» WORK TO COMPLETE:
Reproduce the stretch from "Rats prenatally exposed to nicotine also" through "vs 59.9±9.3, respectively)." in the passage on prenatal nicotine exposure, switching "cage crosses" to "line crossings".

» QUOTED PASSAGE:
The ontogeny of the righting reflex was delayed in animals prenatally exposed to nicotine (Figure 1b; F(1, 20)=40.3, p<0.001). Rats in both groups showed decreased latencies to right themselves onto all four feet from a supine position over the consecutive sessions (F(3, 60)=27.2, p<0.001). There was no group × PND interaction.

Similarly, the ontogeny of negative geotaxis was significantly delayed in rats prenatally exposed to nicotine (Figure 1c; F(1, 20)=5.92, p<0.03). Both groups decreased the latencies to turn 180° over the consecutive sessions (F(3, 60)=15.8, p<0.001). There was no group and PND interaction.

Rats prenatally exposed to nicotine also showed decreased grip strength on PND17 (Figure 1d; F(1, 20)=9.24, p<0.01).

Locomotor Activity in Adulthood

There was no difference between nicotine-exposed and control animals in the number of cage crosses during a 60-min session (57.4±8.8 vs 59.9±9.3, respectively).

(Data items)
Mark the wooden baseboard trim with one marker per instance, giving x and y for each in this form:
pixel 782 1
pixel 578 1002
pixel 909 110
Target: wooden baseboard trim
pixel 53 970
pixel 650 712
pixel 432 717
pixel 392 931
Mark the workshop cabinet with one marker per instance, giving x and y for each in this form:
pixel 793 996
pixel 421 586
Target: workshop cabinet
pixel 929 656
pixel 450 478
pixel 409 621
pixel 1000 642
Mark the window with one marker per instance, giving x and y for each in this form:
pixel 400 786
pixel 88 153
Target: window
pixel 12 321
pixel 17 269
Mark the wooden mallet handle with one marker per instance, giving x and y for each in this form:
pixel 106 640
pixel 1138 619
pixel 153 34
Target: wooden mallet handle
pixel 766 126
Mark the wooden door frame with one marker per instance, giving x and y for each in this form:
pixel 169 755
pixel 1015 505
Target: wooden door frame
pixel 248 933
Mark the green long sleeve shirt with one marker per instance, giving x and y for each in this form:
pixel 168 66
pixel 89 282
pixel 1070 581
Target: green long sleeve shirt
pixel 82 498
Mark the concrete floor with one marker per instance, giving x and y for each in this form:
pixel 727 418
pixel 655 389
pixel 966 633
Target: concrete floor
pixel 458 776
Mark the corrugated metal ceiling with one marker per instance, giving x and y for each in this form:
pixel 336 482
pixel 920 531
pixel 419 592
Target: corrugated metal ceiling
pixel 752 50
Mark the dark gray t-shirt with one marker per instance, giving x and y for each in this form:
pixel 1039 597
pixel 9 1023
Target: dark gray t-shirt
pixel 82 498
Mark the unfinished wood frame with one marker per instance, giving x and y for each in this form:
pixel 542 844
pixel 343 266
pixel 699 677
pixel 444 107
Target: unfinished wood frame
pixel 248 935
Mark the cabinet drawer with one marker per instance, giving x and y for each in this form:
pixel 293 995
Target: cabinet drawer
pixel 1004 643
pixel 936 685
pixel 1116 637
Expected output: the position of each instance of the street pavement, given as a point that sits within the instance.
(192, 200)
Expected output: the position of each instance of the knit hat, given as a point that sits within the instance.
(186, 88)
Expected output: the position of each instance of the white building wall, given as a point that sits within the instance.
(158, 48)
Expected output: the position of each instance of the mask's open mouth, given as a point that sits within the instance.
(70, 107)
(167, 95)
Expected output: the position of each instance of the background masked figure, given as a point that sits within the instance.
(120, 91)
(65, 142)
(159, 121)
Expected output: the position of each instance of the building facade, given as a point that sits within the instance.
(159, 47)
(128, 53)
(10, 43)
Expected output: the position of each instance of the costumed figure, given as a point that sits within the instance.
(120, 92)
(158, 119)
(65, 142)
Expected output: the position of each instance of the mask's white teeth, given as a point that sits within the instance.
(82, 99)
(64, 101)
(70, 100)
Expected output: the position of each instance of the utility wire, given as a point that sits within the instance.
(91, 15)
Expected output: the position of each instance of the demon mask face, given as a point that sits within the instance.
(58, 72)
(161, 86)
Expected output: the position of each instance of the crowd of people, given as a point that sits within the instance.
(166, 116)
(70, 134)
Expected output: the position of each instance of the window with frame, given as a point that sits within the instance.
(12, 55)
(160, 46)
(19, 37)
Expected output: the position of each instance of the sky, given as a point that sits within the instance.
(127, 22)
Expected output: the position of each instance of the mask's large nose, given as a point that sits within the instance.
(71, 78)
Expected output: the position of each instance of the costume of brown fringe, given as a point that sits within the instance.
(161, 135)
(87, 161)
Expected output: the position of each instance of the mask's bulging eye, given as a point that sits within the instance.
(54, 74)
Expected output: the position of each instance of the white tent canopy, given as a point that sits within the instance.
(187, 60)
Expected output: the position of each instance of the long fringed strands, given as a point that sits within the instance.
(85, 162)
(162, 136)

» REPLY:
Rats prenatally exposed to nicotine also showed decreased grip strength on PND17 (Figure 1d; F(1, 20)=9.24, p<0.01).

Locomotor Activity in Adulthood

There was no difference between nicotine-exposed and control animals in the number of line crossings during a 60-min session (57.4±8.8 vs 59.9±9.3, respectively).